INSTRUCTIONS >>
(1) Which characters are named in the mystery novel summaries? List every one, but leave out the authors.
(2) Can you turn the paragraph in the mystery novel summaries that begins "Spa owner Penny Brannigan" into a short bulleted list that keeps its main facts?
(3) Could you extend the mystery novel summaries, starting right after their final sentence?

## begin SOURCE TEXT

Wednesday, June 24, 2015

Q is for Quarry by Sue Grafton

Kinsey is asked to help two detectives from the Santa Teresa Police Department with a cold case. The detectives, Dolan and Stacey, have been with the department for many years and are in ill health. In 1969, a young woman was stabbed and her body dumped. The authorities were never able to identity her or the killer. Now, eighteen years later, Kinsey reviews the old files and works with Dolan and Stacey to interview old witnesses. Will a new set of eyes be enough to crack the case, or has too much time passed for a resolution?

Wednesday, June 17, 2015

A Brush with Death by Elizabeth J. Duncan

Spa owner Penny Brannigan has just moved into the cottage that she inherited from her friend, Emma. While going through Emma's possessions, Penny discovers that Emma had been in love with a woman named Alys Jones, who was a promising painter. Alys died in a hit-and-run near Emma's home forty years ago. With the police's blessing, Penny and her friends work together to find out if Alys' death was an accident or murder. A Brush with Death is the second book in the Penny Brannigan series.

## end SOURCE TEXT
## begin RECORD EXCERPTS

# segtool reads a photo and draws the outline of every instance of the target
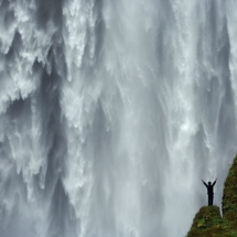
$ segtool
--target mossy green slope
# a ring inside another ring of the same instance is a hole
[[[237,157],[224,185],[223,217],[228,220],[229,227],[237,230]]]
[[[237,157],[224,185],[223,218],[218,206],[204,206],[186,237],[237,237]]]

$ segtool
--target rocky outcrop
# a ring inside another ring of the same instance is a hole
[[[237,157],[224,185],[223,217],[218,206],[204,206],[186,237],[237,237]]]

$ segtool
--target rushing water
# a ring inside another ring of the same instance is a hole
[[[0,237],[183,237],[237,150],[236,0],[0,0]]]

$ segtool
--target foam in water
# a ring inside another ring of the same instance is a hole
[[[0,237],[181,237],[236,152],[226,0],[0,0]]]

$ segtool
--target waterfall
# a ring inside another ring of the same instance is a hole
[[[0,0],[0,237],[183,237],[237,150],[234,0]]]

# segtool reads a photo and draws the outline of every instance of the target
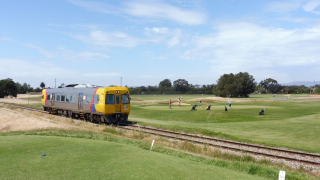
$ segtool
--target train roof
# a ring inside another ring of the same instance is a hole
[[[101,88],[102,86],[93,86],[88,84],[69,84],[64,86],[64,88]]]

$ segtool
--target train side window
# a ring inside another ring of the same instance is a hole
[[[116,103],[117,104],[120,103],[120,96],[119,96],[119,95],[116,96]]]
[[[86,103],[91,103],[92,98],[92,95],[86,94]]]
[[[70,101],[72,102],[76,102],[76,94],[71,95],[71,98]]]
[[[99,98],[99,94],[94,95],[94,104],[99,104],[99,100],[100,100],[100,98]]]
[[[114,95],[106,94],[106,104],[114,104]]]
[[[56,96],[56,101],[60,101],[60,94],[57,94]]]
[[[122,104],[130,104],[129,94],[121,94],[121,102]]]
[[[70,102],[70,94],[66,94],[66,102]]]
[[[66,95],[65,94],[62,94],[61,95],[61,101],[62,102],[64,102],[64,99],[66,99]]]

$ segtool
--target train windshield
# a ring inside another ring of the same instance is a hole
[[[114,95],[106,94],[106,104],[114,104]]]
[[[121,102],[124,104],[130,104],[129,94],[121,94]]]

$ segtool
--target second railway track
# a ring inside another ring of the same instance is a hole
[[[48,112],[39,109],[28,108],[18,105],[0,102],[4,104],[23,108],[30,110],[38,111],[43,113]],[[161,136],[170,138],[181,140],[188,140],[195,143],[207,144],[218,148],[228,149],[233,151],[250,153],[253,155],[259,154],[264,157],[272,159],[286,160],[298,164],[308,164],[313,166],[311,168],[318,168],[320,165],[320,154],[306,152],[298,152],[282,148],[268,147],[256,144],[245,144],[228,140],[220,140],[212,137],[200,136],[168,130],[160,130],[154,128],[144,127],[140,126],[119,124],[120,128],[144,132],[156,136]]]
[[[200,136],[180,132],[160,130],[155,128],[122,124],[122,128],[133,129],[155,135],[173,138],[182,140],[191,141],[196,143],[207,144],[219,148],[246,152],[253,154],[284,160],[298,163],[319,166],[320,154],[286,149],[268,147],[262,146],[220,140],[211,137]],[[129,128],[130,127],[130,128]]]

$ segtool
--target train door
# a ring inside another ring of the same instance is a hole
[[[120,100],[120,96],[116,95],[116,112],[121,112],[121,101]]]
[[[51,106],[53,107],[54,106],[54,100],[56,100],[56,94],[52,93],[51,97]]]
[[[84,110],[84,94],[79,93],[79,96],[78,100],[78,108],[79,110]]]

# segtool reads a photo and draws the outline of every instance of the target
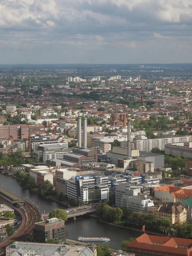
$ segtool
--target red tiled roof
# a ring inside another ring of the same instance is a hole
[[[127,250],[169,256],[191,256],[192,247],[191,239],[149,236],[145,233],[131,242]]]

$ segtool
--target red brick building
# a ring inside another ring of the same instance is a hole
[[[31,134],[41,134],[45,133],[45,127],[43,125],[33,126],[29,125],[21,126],[20,130],[21,139],[26,139],[29,137],[29,129],[30,129]]]
[[[192,240],[144,233],[131,242],[127,251],[136,256],[192,256]]]

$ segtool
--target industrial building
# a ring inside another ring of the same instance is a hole
[[[131,155],[132,157],[132,160],[142,160],[153,163],[154,169],[164,166],[165,156],[163,154],[131,149]],[[107,156],[111,159],[111,163],[118,166],[120,163],[120,160],[124,161],[127,156],[127,148],[113,147],[112,151],[108,152]],[[120,165],[119,168],[121,166],[121,165]]]
[[[0,200],[11,207],[14,206],[20,207],[21,205],[25,204],[24,200],[21,198],[2,189],[0,189]]]
[[[61,242],[65,240],[66,235],[64,221],[57,218],[35,223],[33,229],[34,241],[39,243],[47,243],[51,239]]]

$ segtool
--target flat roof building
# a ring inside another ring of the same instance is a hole
[[[35,241],[47,243],[51,239],[61,242],[66,239],[67,235],[65,222],[57,218],[48,219],[35,224],[33,237]]]

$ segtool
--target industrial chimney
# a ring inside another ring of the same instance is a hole
[[[81,118],[77,118],[77,146],[81,147]]]
[[[87,148],[87,117],[84,117],[83,119],[83,147]]]
[[[127,120],[127,157],[128,159],[131,157],[131,119]]]

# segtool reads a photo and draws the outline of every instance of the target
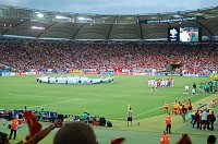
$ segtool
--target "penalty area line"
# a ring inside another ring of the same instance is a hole
[[[32,107],[29,107],[29,108],[45,107],[45,106],[50,106],[50,105],[56,105],[56,104],[61,104],[61,103],[75,101],[75,100],[80,100],[80,99],[81,99],[81,98],[74,98],[74,99],[69,99],[69,100],[63,100],[63,101],[49,103],[49,104],[45,104],[45,105],[40,105],[40,106],[32,106]]]

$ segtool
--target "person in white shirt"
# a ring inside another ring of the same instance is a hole
[[[203,129],[207,131],[206,129],[206,124],[207,124],[207,116],[208,116],[209,110],[205,110],[202,113],[202,123],[201,123],[201,130],[202,130],[202,125],[204,124]]]

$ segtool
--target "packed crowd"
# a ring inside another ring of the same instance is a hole
[[[17,72],[35,69],[156,69],[180,63],[177,72],[205,74],[217,70],[214,45],[180,44],[0,44],[0,61]]]

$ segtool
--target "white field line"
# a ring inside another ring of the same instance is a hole
[[[190,98],[190,97],[193,97],[193,96],[191,95],[191,96],[184,97],[184,98],[182,98],[182,99],[180,99],[180,100],[178,100],[178,101],[184,100],[184,99]],[[157,108],[154,108],[154,109],[150,109],[150,110],[148,110],[148,111],[146,111],[146,112],[143,112],[143,113],[138,113],[138,115],[134,116],[134,118],[140,117],[140,116],[143,116],[143,115],[146,115],[146,113],[148,113],[148,112],[155,111],[156,109],[160,109],[160,108],[164,108],[164,106],[157,107]]]
[[[63,100],[63,101],[57,101],[57,103],[49,103],[49,104],[45,104],[45,105],[40,105],[40,106],[32,106],[28,108],[36,108],[36,107],[45,107],[45,106],[49,106],[49,105],[56,105],[56,104],[60,104],[60,103],[69,103],[69,101],[75,101],[75,100],[80,100],[81,98],[74,98],[74,99],[69,99],[69,100]]]
[[[193,97],[193,96],[191,95],[191,96],[184,97],[184,98],[182,98],[182,99],[180,99],[180,100],[178,100],[178,101],[184,100],[184,99],[190,98],[190,97]],[[133,117],[134,117],[134,118],[137,118],[137,117],[140,117],[140,116],[143,116],[143,115],[149,113],[149,112],[155,111],[155,110],[160,109],[160,108],[164,108],[164,106],[161,106],[161,107],[157,107],[157,108],[154,108],[154,109],[150,109],[150,110],[148,110],[148,111],[145,111],[145,112],[138,113],[138,115],[133,116]],[[122,120],[123,120],[123,119],[126,119],[126,118],[116,118],[116,119],[122,119]]]

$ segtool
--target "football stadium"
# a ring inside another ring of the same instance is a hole
[[[218,137],[218,7],[100,15],[2,4],[0,34],[0,144],[49,128],[35,143],[52,144],[72,122],[99,144]],[[89,139],[76,129],[65,136]]]

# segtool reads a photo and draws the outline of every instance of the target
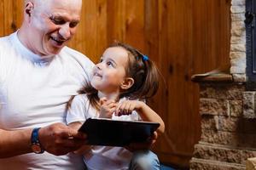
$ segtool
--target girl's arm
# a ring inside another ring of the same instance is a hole
[[[157,129],[159,134],[165,132],[165,123],[161,117],[143,101],[124,100],[118,105],[116,114],[118,116],[129,115],[132,110],[136,110],[143,121],[159,122],[160,127]]]

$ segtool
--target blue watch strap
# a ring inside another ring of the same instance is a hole
[[[36,149],[32,149],[33,151],[37,154],[41,154],[44,153],[44,149],[42,148],[42,145],[39,142],[39,136],[38,136],[38,131],[39,131],[40,128],[35,128],[32,132],[32,135],[31,135],[31,144],[32,144],[32,148],[36,148]],[[33,147],[36,146],[36,147]]]

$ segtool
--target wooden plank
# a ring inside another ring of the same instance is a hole
[[[96,1],[83,1],[81,20],[77,33],[70,42],[70,47],[86,54],[93,61],[98,60],[96,56]]]
[[[96,36],[96,56],[99,61],[105,48],[109,45],[108,44],[107,37],[107,22],[108,22],[108,2],[106,0],[97,0],[97,35]]]
[[[126,1],[125,42],[144,51],[144,0]]]
[[[108,42],[124,42],[125,39],[125,0],[108,1]]]

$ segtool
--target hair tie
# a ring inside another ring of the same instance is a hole
[[[143,61],[148,60],[148,57],[147,55],[143,55]]]

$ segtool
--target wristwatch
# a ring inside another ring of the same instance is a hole
[[[44,150],[43,149],[39,142],[39,137],[38,137],[39,129],[40,128],[34,128],[31,134],[31,148],[32,150],[36,154],[42,154],[44,152]]]

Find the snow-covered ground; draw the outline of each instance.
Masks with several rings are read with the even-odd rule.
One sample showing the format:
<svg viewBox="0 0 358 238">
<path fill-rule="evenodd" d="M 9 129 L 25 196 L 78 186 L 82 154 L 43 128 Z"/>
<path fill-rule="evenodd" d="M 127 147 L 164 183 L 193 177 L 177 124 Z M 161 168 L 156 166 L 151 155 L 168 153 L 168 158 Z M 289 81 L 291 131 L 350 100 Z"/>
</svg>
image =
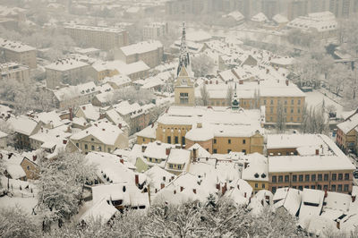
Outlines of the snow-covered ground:
<svg viewBox="0 0 358 238">
<path fill-rule="evenodd" d="M 327 95 L 327 93 L 326 93 L 326 95 Z M 326 108 L 328 106 L 334 106 L 336 107 L 337 116 L 341 117 L 342 113 L 344 112 L 344 108 L 343 108 L 343 106 L 338 103 L 338 100 L 337 100 L 338 98 L 331 98 L 331 96 L 329 96 L 329 98 L 329 98 L 326 95 L 322 94 L 320 91 L 318 91 L 318 90 L 313 90 L 311 92 L 306 92 L 306 103 L 307 103 L 308 108 L 310 108 L 311 106 L 320 108 L 320 106 L 322 106 L 322 103 L 324 100 Z"/>
</svg>

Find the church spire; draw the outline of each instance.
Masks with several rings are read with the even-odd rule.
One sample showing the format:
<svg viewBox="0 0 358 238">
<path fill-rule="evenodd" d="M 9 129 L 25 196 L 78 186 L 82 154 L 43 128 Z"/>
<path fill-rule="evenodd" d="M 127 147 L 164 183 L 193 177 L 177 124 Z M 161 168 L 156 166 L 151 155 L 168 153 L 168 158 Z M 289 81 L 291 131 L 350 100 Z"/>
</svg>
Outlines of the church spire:
<svg viewBox="0 0 358 238">
<path fill-rule="evenodd" d="M 182 67 L 185 67 L 188 69 L 189 66 L 190 66 L 190 58 L 189 58 L 188 47 L 186 46 L 185 22 L 183 22 L 182 40 L 180 43 L 179 65 L 178 65 L 178 70 L 176 72 L 176 76 L 179 75 Z"/>
</svg>

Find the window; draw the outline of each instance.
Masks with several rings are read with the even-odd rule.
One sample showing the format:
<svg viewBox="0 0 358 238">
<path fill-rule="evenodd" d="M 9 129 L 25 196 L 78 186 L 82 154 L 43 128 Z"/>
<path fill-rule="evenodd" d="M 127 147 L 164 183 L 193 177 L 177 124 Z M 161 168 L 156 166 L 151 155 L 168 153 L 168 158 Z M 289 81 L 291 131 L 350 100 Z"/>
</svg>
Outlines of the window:
<svg viewBox="0 0 358 238">
<path fill-rule="evenodd" d="M 345 174 L 345 180 L 349 180 L 349 174 Z"/>
<path fill-rule="evenodd" d="M 292 175 L 292 182 L 297 182 L 297 175 Z"/>
<path fill-rule="evenodd" d="M 336 191 L 336 185 L 332 185 L 331 191 Z"/>
<path fill-rule="evenodd" d="M 305 182 L 310 181 L 310 174 L 304 175 L 304 181 Z"/>
<path fill-rule="evenodd" d="M 282 183 L 282 182 L 284 182 L 284 176 L 279 175 L 278 176 L 278 183 Z"/>
<path fill-rule="evenodd" d="M 328 174 L 324 174 L 324 181 L 328 181 Z"/>
<path fill-rule="evenodd" d="M 288 183 L 290 181 L 289 175 L 285 175 L 285 183 Z"/>
<path fill-rule="evenodd" d="M 337 180 L 337 174 L 332 174 L 332 180 L 336 181 Z"/>
<path fill-rule="evenodd" d="M 272 183 L 276 183 L 276 176 L 272 176 Z"/>
<path fill-rule="evenodd" d="M 319 174 L 319 181 L 322 181 L 322 174 Z"/>
</svg>

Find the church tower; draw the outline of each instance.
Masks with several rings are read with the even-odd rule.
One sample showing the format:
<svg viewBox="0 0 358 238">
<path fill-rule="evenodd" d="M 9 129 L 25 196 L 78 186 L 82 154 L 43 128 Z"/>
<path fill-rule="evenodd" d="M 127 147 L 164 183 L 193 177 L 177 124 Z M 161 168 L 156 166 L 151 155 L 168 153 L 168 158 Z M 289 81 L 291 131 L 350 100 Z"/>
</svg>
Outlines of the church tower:
<svg viewBox="0 0 358 238">
<path fill-rule="evenodd" d="M 195 104 L 195 89 L 185 35 L 185 22 L 183 22 L 179 64 L 175 81 L 175 105 L 192 106 Z"/>
<path fill-rule="evenodd" d="M 239 97 L 237 97 L 237 91 L 236 91 L 236 83 L 235 83 L 235 88 L 233 95 L 233 99 L 231 100 L 231 109 L 233 111 L 240 111 L 240 99 Z"/>
</svg>

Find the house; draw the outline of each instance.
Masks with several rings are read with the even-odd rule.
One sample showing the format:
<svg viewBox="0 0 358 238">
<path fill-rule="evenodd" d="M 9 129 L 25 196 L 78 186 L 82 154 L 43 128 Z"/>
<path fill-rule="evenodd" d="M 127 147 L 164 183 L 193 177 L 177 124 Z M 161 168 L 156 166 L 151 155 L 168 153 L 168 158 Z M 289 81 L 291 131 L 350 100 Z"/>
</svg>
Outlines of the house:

## end RECORD EXCERPTS

ANSWERS TO THE EXERCISE >>
(1)
- Kinsey
- Dolan
- Stacey
- Penny Brannigan
- Emma
- Alys Jones

(2)
- Spa owner Penny Brannigan has moved into the cottage she inherited from her friend Emma.
- Going through Emma's possessions, Penny learns that Emma had loved Alys Jones, a promising painter.
- Alys died in a hit-and-run near Emma's home forty years ago.
- With the police's blessing, Penny and her friends try to find out whether Alys' death was an accident or murder.
- A Brush with Death is the second book in the Penny Brannigan series.

(3)
Tuesday, June 16, 2015

Disclaimer by Renee Knight

Someone knows Catherine Ravenscroft's secret and has written a book about it. The names have been changed, but Catherine is sure the novel is about her. More intriguingly, how did the book get on her bedside table? Soon it becomes clear that someone wants to destroy Catherine--but who? The only other person who knew her secret is dead. A good read-alike for readers who like Ruth Rendell's psychological novels.

Enchanted August by Brenda Bowen

Lottie and Rose are two moms with young children, and are feeling overwhelmed with their lives. When they spot a notice on the school bulletin board advertising a cottage for rent in Maine for the month of August, they jump at the chance to get away and relax without their families. Hopewell Cottage turns out not to be a small cottage, but a very large home on Little Lost Island, with many bedrooms and a lot of charm. Lottie and Rose have gotten two other people to rent the cottage with them for the month--actress Caroline Dester and seventy-ish Beverly Fisher. None of the four know each other before they head off for their month away, but soon they are sharing meals and confidences. Enchanted August is a humorous tale of friendship and how the magic of a new place might just change one's life for the better.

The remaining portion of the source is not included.